■ **Set exercise**
Please copy every line of the listing below character for character. Leave out the pictures.

** start Supplied records **

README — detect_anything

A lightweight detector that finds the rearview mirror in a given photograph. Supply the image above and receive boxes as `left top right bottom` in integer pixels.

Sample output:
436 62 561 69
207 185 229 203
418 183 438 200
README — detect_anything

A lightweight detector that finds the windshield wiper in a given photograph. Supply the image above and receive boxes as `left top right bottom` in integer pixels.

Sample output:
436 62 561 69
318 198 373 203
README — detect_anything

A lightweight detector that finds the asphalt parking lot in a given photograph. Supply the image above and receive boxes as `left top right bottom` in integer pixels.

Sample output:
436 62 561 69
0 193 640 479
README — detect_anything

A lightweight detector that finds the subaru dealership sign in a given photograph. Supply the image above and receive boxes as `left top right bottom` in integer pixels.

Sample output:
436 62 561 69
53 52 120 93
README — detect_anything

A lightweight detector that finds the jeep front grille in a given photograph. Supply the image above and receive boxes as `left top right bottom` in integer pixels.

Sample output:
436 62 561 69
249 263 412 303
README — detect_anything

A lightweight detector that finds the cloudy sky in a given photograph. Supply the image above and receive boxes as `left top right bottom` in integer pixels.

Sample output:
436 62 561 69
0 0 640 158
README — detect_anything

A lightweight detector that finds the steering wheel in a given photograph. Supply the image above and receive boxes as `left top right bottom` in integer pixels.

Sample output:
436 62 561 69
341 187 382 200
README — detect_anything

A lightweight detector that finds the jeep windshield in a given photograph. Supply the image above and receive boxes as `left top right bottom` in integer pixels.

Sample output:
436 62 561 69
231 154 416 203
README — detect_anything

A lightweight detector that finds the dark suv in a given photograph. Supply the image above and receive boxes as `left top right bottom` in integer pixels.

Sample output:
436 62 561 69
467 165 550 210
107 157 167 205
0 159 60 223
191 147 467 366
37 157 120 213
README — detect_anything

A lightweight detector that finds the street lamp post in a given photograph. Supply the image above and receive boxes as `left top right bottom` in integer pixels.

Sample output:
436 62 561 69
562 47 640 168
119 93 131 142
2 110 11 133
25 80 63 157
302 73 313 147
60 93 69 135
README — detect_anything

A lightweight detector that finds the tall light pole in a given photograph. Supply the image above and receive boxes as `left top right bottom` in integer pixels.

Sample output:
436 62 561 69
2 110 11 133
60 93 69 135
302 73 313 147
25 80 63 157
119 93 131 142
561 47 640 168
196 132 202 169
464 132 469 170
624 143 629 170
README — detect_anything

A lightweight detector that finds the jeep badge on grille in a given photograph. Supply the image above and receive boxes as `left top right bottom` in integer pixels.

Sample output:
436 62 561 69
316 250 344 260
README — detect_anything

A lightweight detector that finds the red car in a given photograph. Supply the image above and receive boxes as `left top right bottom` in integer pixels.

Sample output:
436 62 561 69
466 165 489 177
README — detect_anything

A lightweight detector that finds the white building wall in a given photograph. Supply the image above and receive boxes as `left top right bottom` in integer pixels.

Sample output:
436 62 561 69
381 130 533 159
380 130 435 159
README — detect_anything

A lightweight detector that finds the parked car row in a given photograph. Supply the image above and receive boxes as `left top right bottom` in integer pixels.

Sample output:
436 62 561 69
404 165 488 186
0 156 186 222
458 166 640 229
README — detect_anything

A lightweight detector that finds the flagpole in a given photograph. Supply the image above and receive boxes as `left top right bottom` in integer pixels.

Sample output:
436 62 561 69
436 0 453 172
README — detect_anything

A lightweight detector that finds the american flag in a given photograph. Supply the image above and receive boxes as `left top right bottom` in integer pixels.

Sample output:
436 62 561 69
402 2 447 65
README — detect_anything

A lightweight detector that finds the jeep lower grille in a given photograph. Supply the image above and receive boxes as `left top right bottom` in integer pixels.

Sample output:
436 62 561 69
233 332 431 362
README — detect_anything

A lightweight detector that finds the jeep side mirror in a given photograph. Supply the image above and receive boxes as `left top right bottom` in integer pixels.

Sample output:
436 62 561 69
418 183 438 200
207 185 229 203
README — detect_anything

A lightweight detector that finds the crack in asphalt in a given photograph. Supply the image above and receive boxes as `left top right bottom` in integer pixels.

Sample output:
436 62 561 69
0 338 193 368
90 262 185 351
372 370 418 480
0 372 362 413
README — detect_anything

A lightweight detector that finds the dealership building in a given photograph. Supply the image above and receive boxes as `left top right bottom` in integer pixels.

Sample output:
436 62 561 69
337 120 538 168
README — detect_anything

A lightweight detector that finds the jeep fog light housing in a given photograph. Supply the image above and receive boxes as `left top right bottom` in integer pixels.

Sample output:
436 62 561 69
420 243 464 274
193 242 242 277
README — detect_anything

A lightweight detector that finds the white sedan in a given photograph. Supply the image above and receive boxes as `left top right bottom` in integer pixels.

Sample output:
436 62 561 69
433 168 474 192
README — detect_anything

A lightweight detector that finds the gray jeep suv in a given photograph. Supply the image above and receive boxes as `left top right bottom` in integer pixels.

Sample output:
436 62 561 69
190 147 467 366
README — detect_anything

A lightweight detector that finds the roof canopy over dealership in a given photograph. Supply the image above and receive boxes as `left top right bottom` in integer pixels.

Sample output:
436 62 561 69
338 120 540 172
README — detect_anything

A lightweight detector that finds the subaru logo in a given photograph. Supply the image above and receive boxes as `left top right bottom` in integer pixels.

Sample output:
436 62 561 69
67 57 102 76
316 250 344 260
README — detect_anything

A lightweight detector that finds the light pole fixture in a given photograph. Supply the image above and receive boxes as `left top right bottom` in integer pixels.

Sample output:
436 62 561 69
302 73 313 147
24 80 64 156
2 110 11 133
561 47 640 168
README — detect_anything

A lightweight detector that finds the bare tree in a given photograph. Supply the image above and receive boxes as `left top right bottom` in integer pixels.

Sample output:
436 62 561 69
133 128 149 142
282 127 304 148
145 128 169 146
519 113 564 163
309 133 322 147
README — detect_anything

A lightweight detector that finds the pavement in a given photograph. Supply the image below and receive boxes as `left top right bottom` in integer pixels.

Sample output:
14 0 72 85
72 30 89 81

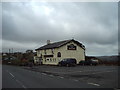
2 65 101 89
23 65 118 88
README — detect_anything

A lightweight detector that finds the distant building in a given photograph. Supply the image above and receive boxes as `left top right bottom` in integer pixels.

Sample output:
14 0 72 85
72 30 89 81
36 39 85 65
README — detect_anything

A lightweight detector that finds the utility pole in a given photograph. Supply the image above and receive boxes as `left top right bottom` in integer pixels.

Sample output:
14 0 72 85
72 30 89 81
8 49 10 60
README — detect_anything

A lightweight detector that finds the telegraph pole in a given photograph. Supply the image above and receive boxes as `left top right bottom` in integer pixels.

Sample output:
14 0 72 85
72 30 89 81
8 49 10 60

** end Supplied records **

■ **Solution to this exercise**
README — detect_anything

A lightweight detector that finds the rearview mirror in a given photograph. Supply the image above and receive boxes as `left top right bottom` in integer pixels.

Sample output:
436 62 561 69
207 185 229 203
418 183 438 200
README — detect_anything

A lightweight detector that finds the windshield wiper in a given photograph. Supply the image above and receive boxes as `left top right bottom` in integer pixels.

Sample output:
436 62 561 69
318 198 373 203
README — detect_anything

A lightweight detector that finds the asphalt parking lot in a given photograph. Supply the image above and receive boxes as `left top right bottom` in integer pixels.

Sample output:
436 62 561 69
0 193 640 479
README — detect_anything

A lightweight detector that finds the subaru dealership sign in a given photograph. Supply the image above and receive boxes as `left top right bottom` in integer pixels.

Sample output:
436 62 561 69
53 52 120 93
README — detect_anything

A lightweight detector that finds the jeep front grille in a given photograph. Supply the image above and receive boxes as `left top right bottom` in integer pixels.

Sample output:
436 62 561 69
249 263 412 303
README — detect_anything

A lightweight detector that finds the cloudy sky in a given photograph. Supply the image above and receive boxes as `left top right bottom` in integer pixels.

Sample output:
436 62 561 69
0 0 640 158
README — detect_anything

A lightweight detector that finds the steering wheel in a given photograph. Supply the image above and receive boxes as `left top right bottom` in integer pixels.

Sample output:
436 62 561 69
341 187 382 200
README — detect_anything

A lightweight detector that finds the jeep windshield in a given photograph. Supply the image above and receive boxes as `left top right bottom` in integer pixels.

Sample output:
436 62 561 69
231 154 416 203
README — detect_anything

A lightweight detector that finds the dark suv in a given photograph. Supply the image above and receive boxes as `left top right bottom` in integer pixels.

Sample output:
436 62 561 69
467 165 550 210
107 157 167 205
0 159 60 223
191 147 467 366
37 157 120 213
README — detect_anything

A lightweight detector that finds the street lamp post in a given photograph. Supply the image above and receive boxes as `left top right bottom` in integer pixels.

Sample output:
436 62 561 69
562 47 640 168
119 93 131 142
2 110 11 133
25 80 63 157
302 73 313 147
60 93 69 135
README — detect_anything

A lightweight detector that finds the tall light pole in a given photograph. Supply the image above and receive boxes as `left top right bottom` in integer pixels.

Sample output:
436 62 561 69
2 110 11 133
60 93 69 135
302 73 313 147
25 80 63 157
119 93 131 142
561 47 640 168
196 132 202 169
464 132 469 170
624 143 629 170
README — detect_anything

A lightweight detector that finds the jeep badge on grille in a given photograph. Supply the image above and receive boxes as `left top right bottom` in integer pixels.

Sample output:
436 62 561 69
316 250 344 260
README — detect_anything

A lightweight detector that finds the red car in a given photograph. Supply the image above and receive boxes as `left top right bottom` in integer pixels.

Sample output:
436 62 561 69
466 165 489 177
README — detect_anything

A lightweight detector that finds the white building wall in a given photograph. Supply the image above and receive boxes as `left top right bottom` in integer pixels.

Sample output:
436 62 561 69
381 130 533 159
380 130 435 159
README — detect_anything

A lightweight detector that finds the parked car row in a given photograph. Supply the image above and receive boxes as `left top right bottom` in integer pixels.

Sample output:
436 62 561 69
404 165 488 186
0 156 186 222
458 166 640 229
README — detect_anything

A lightweight detector that finds the flagpole in a given photograph. Supply the image above and receive boxes as `left top right bottom` in integer pixels.

Sample output:
436 62 561 69
436 0 453 172
README — detect_anything

A lightweight detector that finds the american flag in a given photograph. Supply the image above and receive boxes as `left top right bottom` in integer pixels.

Sample output:
436 62 561 69
402 2 447 65
README — detect_anything

A lightweight detector that finds the jeep lower grille in a given photograph. Supply the image above and receive boxes as `left top right bottom` in integer pixels.

Sample output:
436 62 561 69
233 332 431 362
README — detect_anything

A lightweight detector that finds the jeep side mirror in a given photograph. Supply the image above and receive boxes as `left top right bottom` in integer pixels.

Sample output:
436 62 561 69
418 183 438 200
207 185 229 203
README — detect_anything

A lightweight detector that finds the crack in asphalt in a given photograph. Supply the image above and receive boxes as `left top right bottom` in integer pixels.

Sample output:
436 62 561 69
0 338 193 368
90 262 185 351
372 370 418 480
0 372 362 413
README — detect_anything

A lightweight detector that finds the dealership building in a given photograph. Supply the image above and receive boxes as `left top right bottom` in integer pixels.

Sample output:
436 62 561 69
337 120 538 168
README — detect_anything

A lightweight detector that finds the jeep fog light housing in a given photograph. Supply the image above and receive boxes as `left top right bottom` in integer pixels.

Sample output:
436 62 561 69
420 243 464 274
193 242 242 277
README — detect_anything

A lightweight detector that finds the white sedan in a given photograph. Supply the image above and receive boxes as `left top right bottom` in integer pixels.

Sample output:
436 62 561 69
433 168 474 192
README — detect_anything

A lightweight detector that finds the gray jeep suv in a given photograph. Supply the image above and receive boxes as `left top right bottom` in integer pixels.

Sample output:
436 62 561 69
190 147 467 366
README — detect_anything

A lightweight detector that finds the roof canopy over dealership in a given photograph. Supply the image above and receive boxes as `left top right bottom` in integer pixels.

Sample output:
436 62 561 69
338 120 540 172
README — detect_anything

A lightweight detector that finds the subaru logo in a given photograph. Supply the image above and receive boxes as `left top right bottom` in integer pixels.

Sample output:
436 62 561 69
67 57 102 76
316 250 344 260
README — detect_anything

A lightweight detector that finds the light pole fixture in a given photograph. Supply the image above and receive boxes as `left top right bottom` in integer pixels.

Sample output:
436 62 561 69
302 73 313 147
24 80 64 156
2 110 11 133
561 47 640 168
README — detect_anything

A lightweight detector that finds the bare tree in a given photograph. Supply the image above and receive boxes as `left top right bottom` in integer pixels.

Sample output:
436 62 561 69
133 128 149 142
282 127 304 148
145 128 169 146
519 113 564 163
309 133 322 147
README — detect_anything

A lightweight detector that finds the pavement in a given photograph. Supply the image below and receive boxes as `left top right bottom` in integer pixels.

Sample output:
14 0 72 85
72 30 89 81

2 65 101 89
23 65 118 88
README — detect_anything

A lightweight detector that finds the distant building in a given photograph. Supply the image above and receive boxes as `left top right bottom` in integer pixels.

Sample output:
14 0 72 85
72 30 89 81
36 39 85 65
README — detect_anything

A lightweight detector that finds the utility pole in a given photograph. Supply the image above and receive boxes as `left top right bottom` in integer pixels.

Sample output:
14 0 72 85
72 30 89 81
8 49 10 60
README — detect_anything

A lightweight detector that finds the telegraph pole in a given photograph. Supply the image above and receive boxes as `left top right bottom` in integer pixels.

Sample output:
14 0 72 85
72 30 89 81
8 49 10 60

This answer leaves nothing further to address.